» What is expected
Can you echo everything from the start of the entries down through the line containing "<point>88,120</point>", with both ends included?

» Given data

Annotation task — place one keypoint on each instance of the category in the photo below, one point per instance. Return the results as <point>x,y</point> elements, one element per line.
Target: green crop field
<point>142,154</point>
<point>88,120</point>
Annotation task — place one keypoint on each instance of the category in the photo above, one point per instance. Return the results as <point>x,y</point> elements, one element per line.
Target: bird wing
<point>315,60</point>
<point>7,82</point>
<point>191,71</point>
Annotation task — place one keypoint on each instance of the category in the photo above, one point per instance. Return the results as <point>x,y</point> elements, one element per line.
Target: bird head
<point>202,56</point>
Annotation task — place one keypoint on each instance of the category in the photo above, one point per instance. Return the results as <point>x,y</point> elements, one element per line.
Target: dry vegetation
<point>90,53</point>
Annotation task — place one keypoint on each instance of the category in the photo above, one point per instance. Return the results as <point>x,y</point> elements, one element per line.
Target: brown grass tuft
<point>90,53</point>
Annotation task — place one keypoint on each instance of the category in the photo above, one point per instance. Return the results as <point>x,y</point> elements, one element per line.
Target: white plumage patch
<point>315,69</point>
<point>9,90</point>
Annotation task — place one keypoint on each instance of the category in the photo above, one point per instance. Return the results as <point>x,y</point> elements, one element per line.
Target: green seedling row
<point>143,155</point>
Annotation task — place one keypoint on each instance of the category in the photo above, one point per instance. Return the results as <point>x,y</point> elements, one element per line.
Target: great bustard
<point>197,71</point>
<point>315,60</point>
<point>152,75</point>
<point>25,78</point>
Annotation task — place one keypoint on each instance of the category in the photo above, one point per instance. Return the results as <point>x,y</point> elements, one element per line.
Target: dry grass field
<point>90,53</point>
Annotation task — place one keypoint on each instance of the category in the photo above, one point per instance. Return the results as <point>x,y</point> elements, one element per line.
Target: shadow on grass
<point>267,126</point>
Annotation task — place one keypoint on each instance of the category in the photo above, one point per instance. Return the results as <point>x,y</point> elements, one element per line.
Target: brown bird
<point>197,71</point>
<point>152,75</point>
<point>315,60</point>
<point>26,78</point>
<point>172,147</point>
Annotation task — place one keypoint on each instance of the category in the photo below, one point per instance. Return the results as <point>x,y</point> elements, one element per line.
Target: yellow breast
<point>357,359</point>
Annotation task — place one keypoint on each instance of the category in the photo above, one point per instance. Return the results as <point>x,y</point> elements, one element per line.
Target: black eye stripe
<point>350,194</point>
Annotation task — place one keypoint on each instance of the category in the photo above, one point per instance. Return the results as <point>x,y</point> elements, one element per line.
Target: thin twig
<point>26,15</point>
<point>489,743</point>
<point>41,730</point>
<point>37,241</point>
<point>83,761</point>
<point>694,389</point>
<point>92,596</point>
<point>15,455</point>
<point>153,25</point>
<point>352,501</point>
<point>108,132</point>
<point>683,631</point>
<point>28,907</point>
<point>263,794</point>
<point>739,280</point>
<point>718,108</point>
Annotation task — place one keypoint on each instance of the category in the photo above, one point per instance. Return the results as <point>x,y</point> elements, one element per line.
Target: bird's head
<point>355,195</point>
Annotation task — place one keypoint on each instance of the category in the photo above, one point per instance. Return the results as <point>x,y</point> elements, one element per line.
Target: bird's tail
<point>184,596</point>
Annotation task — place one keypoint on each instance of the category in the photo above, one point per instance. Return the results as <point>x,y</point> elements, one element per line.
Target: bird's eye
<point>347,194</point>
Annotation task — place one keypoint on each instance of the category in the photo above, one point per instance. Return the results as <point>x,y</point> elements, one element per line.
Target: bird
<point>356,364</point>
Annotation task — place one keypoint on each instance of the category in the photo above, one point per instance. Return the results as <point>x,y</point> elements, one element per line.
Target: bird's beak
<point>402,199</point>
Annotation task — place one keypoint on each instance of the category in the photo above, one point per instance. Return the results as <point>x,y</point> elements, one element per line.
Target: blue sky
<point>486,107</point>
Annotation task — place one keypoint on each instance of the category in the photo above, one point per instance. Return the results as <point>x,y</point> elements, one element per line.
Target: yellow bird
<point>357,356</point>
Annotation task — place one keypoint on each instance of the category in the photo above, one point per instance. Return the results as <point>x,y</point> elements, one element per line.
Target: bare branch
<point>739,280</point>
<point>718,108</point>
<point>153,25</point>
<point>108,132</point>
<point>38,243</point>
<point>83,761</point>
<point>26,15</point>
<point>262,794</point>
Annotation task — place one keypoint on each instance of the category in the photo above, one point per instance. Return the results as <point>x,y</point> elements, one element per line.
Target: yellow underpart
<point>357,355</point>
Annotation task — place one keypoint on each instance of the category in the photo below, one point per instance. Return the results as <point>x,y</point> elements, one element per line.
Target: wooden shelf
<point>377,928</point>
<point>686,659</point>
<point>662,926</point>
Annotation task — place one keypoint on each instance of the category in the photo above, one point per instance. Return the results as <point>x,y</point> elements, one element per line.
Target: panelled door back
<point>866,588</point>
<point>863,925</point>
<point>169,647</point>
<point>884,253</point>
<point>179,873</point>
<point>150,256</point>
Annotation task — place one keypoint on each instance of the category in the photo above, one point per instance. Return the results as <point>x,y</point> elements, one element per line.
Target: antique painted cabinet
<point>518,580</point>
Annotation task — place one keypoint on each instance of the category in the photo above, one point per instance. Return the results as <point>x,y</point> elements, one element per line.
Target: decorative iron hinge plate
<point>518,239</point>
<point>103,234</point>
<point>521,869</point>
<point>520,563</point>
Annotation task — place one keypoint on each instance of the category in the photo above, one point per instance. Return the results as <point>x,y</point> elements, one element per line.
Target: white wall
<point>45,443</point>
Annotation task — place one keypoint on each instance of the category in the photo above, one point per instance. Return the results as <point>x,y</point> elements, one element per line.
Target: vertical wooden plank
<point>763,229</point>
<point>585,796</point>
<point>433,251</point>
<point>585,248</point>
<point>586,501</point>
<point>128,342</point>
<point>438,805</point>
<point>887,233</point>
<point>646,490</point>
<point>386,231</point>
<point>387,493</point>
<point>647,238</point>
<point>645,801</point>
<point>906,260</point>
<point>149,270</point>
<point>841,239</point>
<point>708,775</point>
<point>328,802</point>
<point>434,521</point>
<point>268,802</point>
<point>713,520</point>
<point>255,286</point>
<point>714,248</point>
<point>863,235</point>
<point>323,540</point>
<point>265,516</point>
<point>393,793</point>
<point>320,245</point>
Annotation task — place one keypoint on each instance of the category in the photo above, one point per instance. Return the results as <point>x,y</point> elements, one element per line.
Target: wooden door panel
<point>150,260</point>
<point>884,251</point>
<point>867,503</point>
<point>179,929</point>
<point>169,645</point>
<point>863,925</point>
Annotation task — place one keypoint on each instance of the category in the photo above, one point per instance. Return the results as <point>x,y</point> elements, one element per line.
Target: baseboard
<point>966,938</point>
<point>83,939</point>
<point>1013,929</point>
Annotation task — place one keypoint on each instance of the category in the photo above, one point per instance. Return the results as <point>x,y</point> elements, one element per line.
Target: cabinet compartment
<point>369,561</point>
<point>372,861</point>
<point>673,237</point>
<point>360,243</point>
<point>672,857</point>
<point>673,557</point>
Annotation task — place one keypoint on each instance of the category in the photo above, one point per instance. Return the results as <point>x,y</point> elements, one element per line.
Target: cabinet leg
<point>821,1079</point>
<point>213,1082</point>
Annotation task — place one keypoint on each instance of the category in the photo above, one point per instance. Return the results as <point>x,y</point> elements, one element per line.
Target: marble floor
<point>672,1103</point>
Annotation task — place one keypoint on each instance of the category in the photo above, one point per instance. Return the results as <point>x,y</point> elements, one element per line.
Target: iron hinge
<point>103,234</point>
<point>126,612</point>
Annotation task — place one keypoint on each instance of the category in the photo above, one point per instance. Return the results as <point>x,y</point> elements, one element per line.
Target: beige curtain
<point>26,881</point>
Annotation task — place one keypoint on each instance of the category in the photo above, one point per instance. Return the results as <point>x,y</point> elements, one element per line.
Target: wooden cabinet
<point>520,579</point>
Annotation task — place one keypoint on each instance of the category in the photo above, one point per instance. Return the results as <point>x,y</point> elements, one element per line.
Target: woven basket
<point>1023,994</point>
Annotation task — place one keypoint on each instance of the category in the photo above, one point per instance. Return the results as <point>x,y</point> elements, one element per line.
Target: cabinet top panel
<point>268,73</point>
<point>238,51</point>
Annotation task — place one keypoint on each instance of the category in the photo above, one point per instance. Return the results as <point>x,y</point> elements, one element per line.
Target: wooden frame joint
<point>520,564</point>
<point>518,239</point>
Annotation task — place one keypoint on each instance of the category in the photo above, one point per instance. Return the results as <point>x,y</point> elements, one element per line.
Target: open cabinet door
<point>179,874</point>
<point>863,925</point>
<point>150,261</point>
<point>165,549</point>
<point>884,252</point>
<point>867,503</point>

» Full output
Annotation task — place one keypoint on each instance of the category in the photo below, one point per instance. Return the results as <point>x,y</point> elements, one element per line.
Target: green crop field
<point>142,154</point>
<point>88,120</point>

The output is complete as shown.